▶ TASK INSTRUCTIONS
Restate word for word the entries below, starting with the line with "every instance" and continuing through the line with "fill-rule evenodd". Include both of those lines and no others.

______________________________

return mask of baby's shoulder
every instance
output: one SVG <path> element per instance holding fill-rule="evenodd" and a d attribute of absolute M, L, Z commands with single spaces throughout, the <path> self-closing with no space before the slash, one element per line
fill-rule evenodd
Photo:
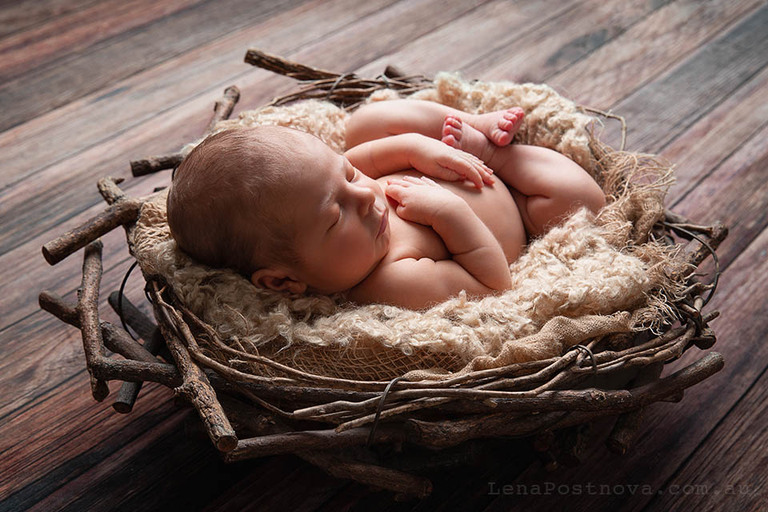
<path fill-rule="evenodd" d="M 348 297 L 362 304 L 380 302 L 382 292 L 399 274 L 400 266 L 395 264 L 397 261 L 397 259 L 384 258 L 365 279 L 349 290 Z"/>
<path fill-rule="evenodd" d="M 453 262 L 450 262 L 453 263 Z M 430 258 L 403 258 L 382 262 L 352 288 L 348 297 L 360 304 L 383 303 L 420 309 L 448 295 L 437 273 L 444 262 Z"/>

______________________________

▶ ANSWER TO THE PROBLEM
every instance
output: one SVG <path> element per instance holding fill-rule="evenodd" and a d attribute of absolute M, L, Z commands with single spaces throughout, the <path> self-closing with no space before the slash, one element per line
fill-rule evenodd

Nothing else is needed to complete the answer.